#### Selected extract ####

# Along came a spider and sat down beside her...



## cgipson1 (Jun 2, 2013)

Comments welcome!


----------



## Parker219 (Jun 2, 2013)

Oh wow! Super cool. Nice detail. I am glad you were able to show the web so it didnt look like it was just floating there. Nice work!


----------



## cgipson1 (Jun 2, 2013)

Parker219 said:


> Oh wow! Super cool. Nice detail. I am glad you were able to show the web so it didnt look like it was just floating there. Nice work!



Thanks Parker! This is a little guy... about the size of a dime, legs and all! I probably should have misted the web, to make it more visible. Maybe tomorrow, lol!


----------



## greybeard (Jun 3, 2013)

Nice capture, I love spiders too.  They are all different and all very cool.  Yours is a prickly looking little guy/gal.


----------



## sm4him (Jun 3, 2013)

That is extremely cool! Love the composition on this one, and the nice matching background!


----------



## cgipson1 (Jun 3, 2013)

greybeard said:


> Nice capture, I love spiders too.  They are all different and all very cool.  Yours is a prickly looking little guy/gal.



Thanks! Yea.. not sure what species he is, but have several of these around usually. They are actually more difficult to shoot then some.. those long legs are hard to keep sharp.


----------



## cgipson1 (Jun 3, 2013)

sm4him said:


> That is extremely cool! Love the composition on this one, and the nice matching background!

####

◆ Exercise task 1: Reproduce the spider photo thread above verbatim, from its title line to the final quoted comment.
◆ Exercise task 2: Return each line of the rows below that contains the string "weathered".

#### Extracted records ####

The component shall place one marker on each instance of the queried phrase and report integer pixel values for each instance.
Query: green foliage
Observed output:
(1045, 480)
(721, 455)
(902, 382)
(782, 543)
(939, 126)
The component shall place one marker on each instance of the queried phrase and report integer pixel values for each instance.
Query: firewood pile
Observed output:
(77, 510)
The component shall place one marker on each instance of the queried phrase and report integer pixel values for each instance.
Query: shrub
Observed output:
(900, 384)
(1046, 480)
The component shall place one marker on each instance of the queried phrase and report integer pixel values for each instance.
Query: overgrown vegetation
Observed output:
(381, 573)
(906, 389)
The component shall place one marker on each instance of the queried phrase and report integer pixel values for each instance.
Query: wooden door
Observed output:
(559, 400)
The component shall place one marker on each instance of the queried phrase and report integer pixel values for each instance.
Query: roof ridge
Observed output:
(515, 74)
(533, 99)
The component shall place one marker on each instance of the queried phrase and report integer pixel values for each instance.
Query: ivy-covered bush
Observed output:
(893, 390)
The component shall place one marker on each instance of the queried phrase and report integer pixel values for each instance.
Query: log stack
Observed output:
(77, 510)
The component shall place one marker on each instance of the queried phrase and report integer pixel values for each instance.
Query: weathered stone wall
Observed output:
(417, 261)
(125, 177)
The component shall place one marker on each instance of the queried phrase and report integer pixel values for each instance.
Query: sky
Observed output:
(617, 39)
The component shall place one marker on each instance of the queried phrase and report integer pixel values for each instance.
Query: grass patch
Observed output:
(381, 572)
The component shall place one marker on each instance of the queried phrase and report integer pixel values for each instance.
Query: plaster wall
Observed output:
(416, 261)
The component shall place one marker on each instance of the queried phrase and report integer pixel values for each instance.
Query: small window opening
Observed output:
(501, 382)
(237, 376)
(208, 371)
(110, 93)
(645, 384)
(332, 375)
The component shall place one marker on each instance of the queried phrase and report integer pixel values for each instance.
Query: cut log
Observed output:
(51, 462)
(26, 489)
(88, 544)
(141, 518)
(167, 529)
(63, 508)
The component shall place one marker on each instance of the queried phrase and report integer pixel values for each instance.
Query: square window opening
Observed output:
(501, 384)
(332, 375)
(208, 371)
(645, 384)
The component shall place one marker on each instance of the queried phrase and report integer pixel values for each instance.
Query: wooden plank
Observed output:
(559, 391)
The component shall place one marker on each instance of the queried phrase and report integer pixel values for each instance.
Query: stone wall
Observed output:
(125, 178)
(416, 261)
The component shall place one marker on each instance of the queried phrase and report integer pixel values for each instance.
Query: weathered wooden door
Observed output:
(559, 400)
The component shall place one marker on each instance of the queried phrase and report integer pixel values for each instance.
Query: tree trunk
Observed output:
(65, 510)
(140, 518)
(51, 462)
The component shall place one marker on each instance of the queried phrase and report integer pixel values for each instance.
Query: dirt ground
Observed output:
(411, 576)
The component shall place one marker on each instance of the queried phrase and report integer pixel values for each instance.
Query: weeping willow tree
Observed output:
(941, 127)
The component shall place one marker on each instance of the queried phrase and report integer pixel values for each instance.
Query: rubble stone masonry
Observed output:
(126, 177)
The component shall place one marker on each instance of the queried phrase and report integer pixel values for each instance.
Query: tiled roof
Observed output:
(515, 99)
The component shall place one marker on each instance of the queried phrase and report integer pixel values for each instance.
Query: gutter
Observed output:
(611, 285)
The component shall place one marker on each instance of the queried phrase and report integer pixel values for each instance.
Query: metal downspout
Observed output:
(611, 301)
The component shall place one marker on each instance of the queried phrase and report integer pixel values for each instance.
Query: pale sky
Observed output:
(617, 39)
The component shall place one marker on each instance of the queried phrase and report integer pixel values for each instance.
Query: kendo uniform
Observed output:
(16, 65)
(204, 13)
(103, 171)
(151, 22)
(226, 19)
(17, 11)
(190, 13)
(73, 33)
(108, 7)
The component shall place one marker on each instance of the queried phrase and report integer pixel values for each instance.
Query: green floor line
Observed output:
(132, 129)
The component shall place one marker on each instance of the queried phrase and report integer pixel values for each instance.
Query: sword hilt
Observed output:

####

◆ Response 1:
# Along came a spider and sat down beside her...



## cgipson1 (Jun 2, 2013)

Comments welcome!


----------



## Parker219 (Jun 2, 2013)

Oh wow! Super cool. Nice detail. I am glad you were able to show the web so it didnt look like it was just floating there. Nice work!


----------



## cgipson1 (Jun 2, 2013)

Parker219 said:


> Oh wow! Super cool. Nice detail. I am glad you were able to show the web so it didnt look like it was just floating there. Nice work!



Thanks Parker! This is a little guy... about the size of a dime, legs and all! I probably should have misted the web, to make it more visible. Maybe tomorrow, lol!


----------



## greybeard (Jun 3, 2013)

Nice capture, I love spiders too.  They are all different and all very cool.  Yours is a prickly looking little guy/gal.


----------



## sm4him (Jun 3, 2013)

That is extremely cool! Love the composition on this one, and the nice matching background!


----------



## cgipson1 (Jun 3, 2013)

greybeard said:


> Nice capture, I love spiders too.  They are all different and all very cool.  Yours is a prickly looking little guy/gal.



Thanks! Yea.. not sure what species he is, but have several of these around usually. They are actually more difficult to shoot then some.. those long legs are hard to keep sharp.


----------



## cgipson1 (Jun 3, 2013)

sm4him said:


> That is extremely cool! Love the composition on this one, and the nice matching background!

◆ Response 2:
Query: weathered stone wall
Query: weathered wooden door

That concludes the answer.